Directions: Repeat the data exactly as given below, dropping every picture.

Material for this task:
• • •

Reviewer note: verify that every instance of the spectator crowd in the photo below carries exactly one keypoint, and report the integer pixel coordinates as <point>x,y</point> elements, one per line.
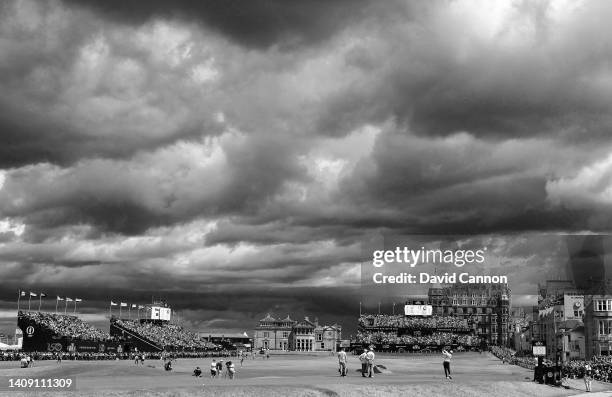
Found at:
<point>166,335</point>
<point>601,367</point>
<point>66,326</point>
<point>434,339</point>
<point>412,323</point>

• • •

Result:
Reviewer note: verify that every instance of the spectator crowd in the photo below carries exactly one keypoint, and report the integer pixel coordinates as <point>x,y</point> elements, one per line.
Found at:
<point>166,335</point>
<point>601,367</point>
<point>66,326</point>
<point>434,339</point>
<point>412,323</point>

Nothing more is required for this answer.